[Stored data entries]
________
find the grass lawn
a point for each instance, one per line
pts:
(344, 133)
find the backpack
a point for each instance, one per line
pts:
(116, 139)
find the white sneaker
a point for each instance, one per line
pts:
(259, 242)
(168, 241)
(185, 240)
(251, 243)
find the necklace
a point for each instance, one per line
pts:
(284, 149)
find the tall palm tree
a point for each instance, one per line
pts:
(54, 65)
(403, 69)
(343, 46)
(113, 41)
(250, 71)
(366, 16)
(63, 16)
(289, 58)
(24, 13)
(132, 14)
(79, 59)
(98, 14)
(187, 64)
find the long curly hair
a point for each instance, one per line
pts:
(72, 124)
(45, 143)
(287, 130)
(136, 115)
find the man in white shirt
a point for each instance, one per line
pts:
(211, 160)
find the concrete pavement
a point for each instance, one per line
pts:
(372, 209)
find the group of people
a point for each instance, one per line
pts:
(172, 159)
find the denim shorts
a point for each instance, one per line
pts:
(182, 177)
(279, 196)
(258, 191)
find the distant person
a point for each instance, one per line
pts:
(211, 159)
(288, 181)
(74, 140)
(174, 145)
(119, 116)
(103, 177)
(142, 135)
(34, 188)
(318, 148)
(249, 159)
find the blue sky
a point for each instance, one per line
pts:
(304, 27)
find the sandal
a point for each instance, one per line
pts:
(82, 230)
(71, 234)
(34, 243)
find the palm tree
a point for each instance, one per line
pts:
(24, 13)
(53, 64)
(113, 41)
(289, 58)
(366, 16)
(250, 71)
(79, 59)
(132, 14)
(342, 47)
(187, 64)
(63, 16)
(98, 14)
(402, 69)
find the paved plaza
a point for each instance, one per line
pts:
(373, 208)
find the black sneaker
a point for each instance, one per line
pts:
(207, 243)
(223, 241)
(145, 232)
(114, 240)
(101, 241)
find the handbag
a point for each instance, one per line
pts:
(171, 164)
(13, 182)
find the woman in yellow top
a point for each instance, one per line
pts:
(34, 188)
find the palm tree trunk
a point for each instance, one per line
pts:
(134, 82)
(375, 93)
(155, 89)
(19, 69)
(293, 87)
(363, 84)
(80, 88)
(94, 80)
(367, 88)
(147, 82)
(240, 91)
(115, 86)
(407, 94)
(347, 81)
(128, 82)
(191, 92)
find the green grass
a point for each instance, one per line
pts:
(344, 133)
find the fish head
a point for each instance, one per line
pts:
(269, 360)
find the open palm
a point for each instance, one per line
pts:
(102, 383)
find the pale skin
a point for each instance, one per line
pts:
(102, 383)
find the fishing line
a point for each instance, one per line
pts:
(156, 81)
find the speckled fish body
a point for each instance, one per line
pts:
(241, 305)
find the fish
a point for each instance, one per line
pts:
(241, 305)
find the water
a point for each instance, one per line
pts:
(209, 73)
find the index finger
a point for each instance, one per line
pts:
________
▶ TASK STATEMENT
Reproduce all of the material above line for line, with no changes.

▶ RESPONSE TO THE TASK
find the grass lawn
a point for each instance, one per line
pts:
(344, 133)
find the backpack
a point for each instance, one per line
pts:
(116, 139)
find the white sneaker
a point for each instance, one per line
pts:
(259, 242)
(168, 241)
(185, 240)
(251, 243)
find the necklace
a point for each instance, one per line
pts:
(284, 149)
find the tall palm tree
a point for each instance, one per line
pts:
(54, 65)
(403, 69)
(343, 46)
(113, 41)
(250, 71)
(366, 16)
(63, 16)
(289, 58)
(24, 13)
(132, 14)
(79, 59)
(98, 14)
(187, 64)
find the long curly hair
a point for each instance, one per line
pts:
(72, 124)
(45, 143)
(287, 130)
(136, 115)
find the man in white shirt
a point for each instance, one per line
pts:
(211, 160)
find the concrete pavement
a point for each instance, one per line
pts:
(372, 209)
find the group of people
a point for each instance, one per line
pts:
(172, 159)
find the denim shorts
a point for each instance, one per line
pts:
(182, 177)
(279, 196)
(258, 191)
find the distant person
a point for each instance, one per line
pts:
(211, 159)
(288, 181)
(74, 140)
(174, 145)
(119, 116)
(103, 177)
(142, 135)
(34, 188)
(318, 148)
(249, 159)
find the blue sky
a point for each instance, one per line
pts:
(304, 27)
find the sandal
a point for each instance, one per line
pts:
(82, 230)
(71, 234)
(34, 243)
find the palm tree
a point for each instance, one per line
pts:
(24, 13)
(53, 64)
(113, 41)
(289, 58)
(366, 16)
(250, 71)
(79, 59)
(132, 14)
(342, 47)
(187, 64)
(63, 16)
(98, 14)
(402, 69)
find the paved plaza
a point for each instance, one per line
pts:
(373, 208)
find the black sneaker
a point for each instance, one per line
pts:
(207, 243)
(223, 241)
(145, 232)
(114, 240)
(101, 241)
find the handbag
a point for each instance, one per line
pts:
(171, 164)
(13, 182)
find the woman in yellow top
a point for each instance, one per line
pts:
(34, 188)
find the palm tree trunk
a point for each instance, one per line
pts:
(134, 82)
(375, 93)
(155, 89)
(19, 69)
(293, 87)
(363, 84)
(80, 88)
(94, 80)
(367, 88)
(147, 82)
(240, 91)
(115, 86)
(407, 94)
(347, 81)
(128, 82)
(191, 92)
find the green grass
a point for each instance, one per line
pts:
(344, 133)
find the fish head
a point for each instance, one per line
pts:
(269, 360)
find the open palm
a point for each instance, one per line
pts:
(102, 383)
find the pale skin
a point for each instance, one per line
pts:
(102, 383)
find the fishing line
a point for each instance, one per line
pts:
(156, 81)
find the speckled fish body
a point for each instance, one per line
pts:
(241, 305)
find the fish
a point for each instance, one per line
pts:
(241, 305)
find the water
a point for each instance, one per line
pts:
(209, 73)
find the index finger
a point for each instance, one per line
pts:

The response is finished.